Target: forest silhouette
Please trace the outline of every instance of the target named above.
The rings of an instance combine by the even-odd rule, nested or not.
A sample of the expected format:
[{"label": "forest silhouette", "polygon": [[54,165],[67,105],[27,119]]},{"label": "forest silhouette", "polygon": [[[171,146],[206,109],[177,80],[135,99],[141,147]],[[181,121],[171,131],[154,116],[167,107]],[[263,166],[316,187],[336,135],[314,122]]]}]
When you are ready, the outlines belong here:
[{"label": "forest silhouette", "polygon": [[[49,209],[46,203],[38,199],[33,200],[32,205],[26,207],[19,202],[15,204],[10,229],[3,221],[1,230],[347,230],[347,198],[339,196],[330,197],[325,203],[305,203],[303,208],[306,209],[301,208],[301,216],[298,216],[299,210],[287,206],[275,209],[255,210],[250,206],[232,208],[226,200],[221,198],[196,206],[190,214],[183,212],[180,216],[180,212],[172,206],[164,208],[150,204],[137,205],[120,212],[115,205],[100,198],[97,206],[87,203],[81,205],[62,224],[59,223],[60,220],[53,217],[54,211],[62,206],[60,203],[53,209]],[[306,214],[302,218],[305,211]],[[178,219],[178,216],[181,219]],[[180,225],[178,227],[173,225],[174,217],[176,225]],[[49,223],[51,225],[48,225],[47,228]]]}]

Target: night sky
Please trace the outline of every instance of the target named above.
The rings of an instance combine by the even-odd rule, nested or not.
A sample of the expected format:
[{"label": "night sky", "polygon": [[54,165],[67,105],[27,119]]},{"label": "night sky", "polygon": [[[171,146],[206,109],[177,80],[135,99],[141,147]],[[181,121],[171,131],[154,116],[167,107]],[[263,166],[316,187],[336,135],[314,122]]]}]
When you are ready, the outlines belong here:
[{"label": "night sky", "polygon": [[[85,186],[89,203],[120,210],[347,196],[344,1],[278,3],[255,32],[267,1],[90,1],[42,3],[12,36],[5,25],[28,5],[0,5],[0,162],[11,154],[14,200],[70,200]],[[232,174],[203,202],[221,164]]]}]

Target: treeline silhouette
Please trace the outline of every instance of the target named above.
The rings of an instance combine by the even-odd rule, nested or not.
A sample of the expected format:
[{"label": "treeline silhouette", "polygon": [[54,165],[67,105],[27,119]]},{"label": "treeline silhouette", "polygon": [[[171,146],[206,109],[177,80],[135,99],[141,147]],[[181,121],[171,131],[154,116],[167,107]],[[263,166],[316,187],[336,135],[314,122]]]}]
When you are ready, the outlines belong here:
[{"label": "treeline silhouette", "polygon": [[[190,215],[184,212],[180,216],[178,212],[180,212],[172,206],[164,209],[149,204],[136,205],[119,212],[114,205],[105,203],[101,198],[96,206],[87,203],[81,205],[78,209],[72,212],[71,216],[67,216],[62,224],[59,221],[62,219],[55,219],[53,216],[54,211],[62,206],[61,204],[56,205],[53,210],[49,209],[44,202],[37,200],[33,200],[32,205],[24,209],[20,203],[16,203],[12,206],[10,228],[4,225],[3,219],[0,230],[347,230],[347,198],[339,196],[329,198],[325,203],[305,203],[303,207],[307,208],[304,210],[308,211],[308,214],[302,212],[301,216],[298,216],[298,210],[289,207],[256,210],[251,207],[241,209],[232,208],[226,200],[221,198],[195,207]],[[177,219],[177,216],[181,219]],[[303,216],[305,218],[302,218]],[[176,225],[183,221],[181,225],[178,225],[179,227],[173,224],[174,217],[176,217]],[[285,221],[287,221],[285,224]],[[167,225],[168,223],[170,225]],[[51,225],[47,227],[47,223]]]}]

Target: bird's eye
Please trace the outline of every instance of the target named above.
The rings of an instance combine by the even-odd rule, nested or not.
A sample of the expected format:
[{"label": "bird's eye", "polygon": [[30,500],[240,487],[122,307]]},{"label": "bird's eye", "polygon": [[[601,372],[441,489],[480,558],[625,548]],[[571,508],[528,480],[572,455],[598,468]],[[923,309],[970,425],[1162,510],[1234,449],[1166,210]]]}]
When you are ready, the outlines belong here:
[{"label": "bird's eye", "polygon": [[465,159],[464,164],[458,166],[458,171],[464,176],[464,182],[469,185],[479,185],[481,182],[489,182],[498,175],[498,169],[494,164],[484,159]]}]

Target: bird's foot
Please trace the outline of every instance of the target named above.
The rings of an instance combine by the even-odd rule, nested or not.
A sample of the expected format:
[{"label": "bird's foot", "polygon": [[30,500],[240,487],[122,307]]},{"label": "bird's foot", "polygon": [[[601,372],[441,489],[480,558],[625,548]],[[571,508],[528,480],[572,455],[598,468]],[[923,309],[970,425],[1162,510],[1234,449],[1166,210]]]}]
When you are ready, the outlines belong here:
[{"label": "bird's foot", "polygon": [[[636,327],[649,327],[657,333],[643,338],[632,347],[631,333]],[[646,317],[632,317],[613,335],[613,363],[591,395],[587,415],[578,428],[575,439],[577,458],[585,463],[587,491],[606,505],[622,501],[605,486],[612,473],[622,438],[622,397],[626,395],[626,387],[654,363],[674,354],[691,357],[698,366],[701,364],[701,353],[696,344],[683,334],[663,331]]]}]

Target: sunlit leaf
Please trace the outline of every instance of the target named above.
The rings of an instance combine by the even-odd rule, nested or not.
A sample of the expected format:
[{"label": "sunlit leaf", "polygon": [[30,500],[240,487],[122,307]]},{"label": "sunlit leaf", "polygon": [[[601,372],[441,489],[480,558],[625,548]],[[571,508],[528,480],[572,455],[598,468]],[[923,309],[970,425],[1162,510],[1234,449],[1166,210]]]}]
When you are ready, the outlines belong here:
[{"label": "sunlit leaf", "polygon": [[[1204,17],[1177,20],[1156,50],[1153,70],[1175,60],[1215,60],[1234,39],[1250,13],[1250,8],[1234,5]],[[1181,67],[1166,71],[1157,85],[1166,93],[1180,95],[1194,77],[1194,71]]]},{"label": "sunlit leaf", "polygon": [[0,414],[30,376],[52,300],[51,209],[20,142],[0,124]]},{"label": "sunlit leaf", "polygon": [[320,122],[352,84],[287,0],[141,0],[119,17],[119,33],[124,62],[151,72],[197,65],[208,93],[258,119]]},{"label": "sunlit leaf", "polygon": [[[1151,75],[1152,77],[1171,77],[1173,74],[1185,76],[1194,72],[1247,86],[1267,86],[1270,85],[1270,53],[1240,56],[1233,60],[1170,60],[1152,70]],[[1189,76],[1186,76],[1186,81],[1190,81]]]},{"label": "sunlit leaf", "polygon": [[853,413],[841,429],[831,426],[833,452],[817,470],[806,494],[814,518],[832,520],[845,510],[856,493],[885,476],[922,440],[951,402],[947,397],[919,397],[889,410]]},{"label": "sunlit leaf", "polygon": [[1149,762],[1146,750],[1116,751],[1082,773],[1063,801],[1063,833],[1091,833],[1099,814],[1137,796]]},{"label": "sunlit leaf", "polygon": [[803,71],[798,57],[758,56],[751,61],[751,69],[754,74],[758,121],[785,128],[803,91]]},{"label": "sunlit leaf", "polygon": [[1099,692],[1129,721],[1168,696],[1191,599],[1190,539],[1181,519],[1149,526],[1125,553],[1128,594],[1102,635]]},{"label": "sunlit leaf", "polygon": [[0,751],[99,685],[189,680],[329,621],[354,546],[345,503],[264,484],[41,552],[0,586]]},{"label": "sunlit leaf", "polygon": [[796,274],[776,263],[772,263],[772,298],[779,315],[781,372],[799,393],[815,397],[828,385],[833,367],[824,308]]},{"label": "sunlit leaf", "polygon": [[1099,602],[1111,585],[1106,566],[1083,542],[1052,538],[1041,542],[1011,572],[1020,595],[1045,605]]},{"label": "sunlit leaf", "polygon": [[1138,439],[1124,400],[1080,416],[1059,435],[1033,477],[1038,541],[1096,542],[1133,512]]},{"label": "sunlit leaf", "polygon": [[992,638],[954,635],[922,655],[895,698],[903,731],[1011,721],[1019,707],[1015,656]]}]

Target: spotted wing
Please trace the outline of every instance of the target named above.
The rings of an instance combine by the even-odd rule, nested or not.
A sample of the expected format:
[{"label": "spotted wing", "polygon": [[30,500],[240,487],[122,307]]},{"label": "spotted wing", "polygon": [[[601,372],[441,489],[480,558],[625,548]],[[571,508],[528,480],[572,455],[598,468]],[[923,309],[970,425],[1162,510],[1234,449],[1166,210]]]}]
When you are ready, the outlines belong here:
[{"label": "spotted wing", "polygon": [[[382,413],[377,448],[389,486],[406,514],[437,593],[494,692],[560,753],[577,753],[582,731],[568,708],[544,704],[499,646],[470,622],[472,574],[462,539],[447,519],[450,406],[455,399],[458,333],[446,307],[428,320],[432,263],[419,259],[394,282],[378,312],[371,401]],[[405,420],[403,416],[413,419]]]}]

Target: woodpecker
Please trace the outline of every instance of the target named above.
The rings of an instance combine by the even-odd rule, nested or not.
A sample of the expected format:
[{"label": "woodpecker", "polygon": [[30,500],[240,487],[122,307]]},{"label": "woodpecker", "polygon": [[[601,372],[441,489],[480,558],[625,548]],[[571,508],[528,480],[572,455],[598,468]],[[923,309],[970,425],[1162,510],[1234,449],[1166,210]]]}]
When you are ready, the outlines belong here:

=-=-=-=-=

Put the lines of the records into a JSON list of strings, one string per line with blank lines left out, covering the part that opens with the line containing "Target: woodpecker" and runs through the end of the records.

- Solution to this task
[
  "Target: woodpecker",
  "Please trace the outline of every instance of the target named above.",
  "The rings of an instance combine by the even-odd rule, nested or not.",
  "A sample of the expected format:",
  "[{\"label\": \"woodpecker\", \"polygon\": [[30,500],[240,487],[122,307]]},{\"label\": \"woodpecker\", \"polygon\": [[[601,372],[441,489],[480,558],[625,548]],[[571,508],[528,480],[572,455],[598,468]],[[923,309],[970,425],[1162,510],[1234,449],[1166,210]]]}]",
  "When you are ready, the outlines belong here:"
]